■ EXERCISE PROMPT ■
Copy each line of the records below word for word, changing nothing.

■ Point labeling records ■
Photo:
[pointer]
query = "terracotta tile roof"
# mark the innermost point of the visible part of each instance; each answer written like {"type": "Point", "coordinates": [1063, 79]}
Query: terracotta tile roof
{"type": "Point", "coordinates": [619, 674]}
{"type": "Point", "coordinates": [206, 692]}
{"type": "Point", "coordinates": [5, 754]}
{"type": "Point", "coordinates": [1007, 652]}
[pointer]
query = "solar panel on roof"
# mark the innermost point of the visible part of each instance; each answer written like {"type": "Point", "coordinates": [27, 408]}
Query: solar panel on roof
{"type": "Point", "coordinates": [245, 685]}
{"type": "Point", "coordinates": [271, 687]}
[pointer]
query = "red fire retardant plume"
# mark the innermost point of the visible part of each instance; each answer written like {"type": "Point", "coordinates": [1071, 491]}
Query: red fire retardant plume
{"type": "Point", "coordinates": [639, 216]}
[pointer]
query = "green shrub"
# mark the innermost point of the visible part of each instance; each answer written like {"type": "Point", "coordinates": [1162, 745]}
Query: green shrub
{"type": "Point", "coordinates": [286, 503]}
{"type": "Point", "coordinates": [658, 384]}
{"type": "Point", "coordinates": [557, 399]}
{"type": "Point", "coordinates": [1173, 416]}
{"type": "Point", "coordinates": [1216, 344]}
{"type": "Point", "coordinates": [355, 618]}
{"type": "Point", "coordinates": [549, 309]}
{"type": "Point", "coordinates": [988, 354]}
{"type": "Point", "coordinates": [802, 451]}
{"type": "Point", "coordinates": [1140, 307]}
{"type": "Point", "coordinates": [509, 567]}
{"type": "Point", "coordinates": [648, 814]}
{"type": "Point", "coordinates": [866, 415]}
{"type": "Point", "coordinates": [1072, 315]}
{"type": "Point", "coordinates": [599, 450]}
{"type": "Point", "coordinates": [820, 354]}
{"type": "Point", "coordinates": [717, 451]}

■ RESULT ■
Photo:
[pointer]
query = "terracotta tile roof"
# mark the innermost point of the visible part of each instance; each answer written like {"type": "Point", "coordinates": [1063, 79]}
Query: terracotta tile roof
{"type": "Point", "coordinates": [619, 674]}
{"type": "Point", "coordinates": [206, 692]}
{"type": "Point", "coordinates": [5, 754]}
{"type": "Point", "coordinates": [1007, 652]}
[pointer]
query = "solar panel on roof"
# mark the innermost point of the visible part of each instance; each answer written like {"type": "Point", "coordinates": [27, 408]}
Query: solar panel on roof
{"type": "Point", "coordinates": [245, 685]}
{"type": "Point", "coordinates": [271, 687]}
[pointer]
query = "red fire retardant plume"
# mark the innermost point of the visible part of each instance; each answer written like {"type": "Point", "coordinates": [1071, 491]}
Query: red fire retardant plume
{"type": "Point", "coordinates": [639, 216]}
[pointer]
query = "green shrub"
# mark the innermost point of the visible part of each instance; each answer written like {"type": "Point", "coordinates": [1162, 745]}
Query: green shrub
{"type": "Point", "coordinates": [286, 503]}
{"type": "Point", "coordinates": [658, 384]}
{"type": "Point", "coordinates": [557, 399]}
{"type": "Point", "coordinates": [1173, 416]}
{"type": "Point", "coordinates": [1216, 344]}
{"type": "Point", "coordinates": [355, 618]}
{"type": "Point", "coordinates": [549, 309]}
{"type": "Point", "coordinates": [988, 354]}
{"type": "Point", "coordinates": [802, 451]}
{"type": "Point", "coordinates": [1140, 307]}
{"type": "Point", "coordinates": [509, 567]}
{"type": "Point", "coordinates": [648, 814]}
{"type": "Point", "coordinates": [866, 415]}
{"type": "Point", "coordinates": [1072, 315]}
{"type": "Point", "coordinates": [599, 450]}
{"type": "Point", "coordinates": [820, 354]}
{"type": "Point", "coordinates": [717, 451]}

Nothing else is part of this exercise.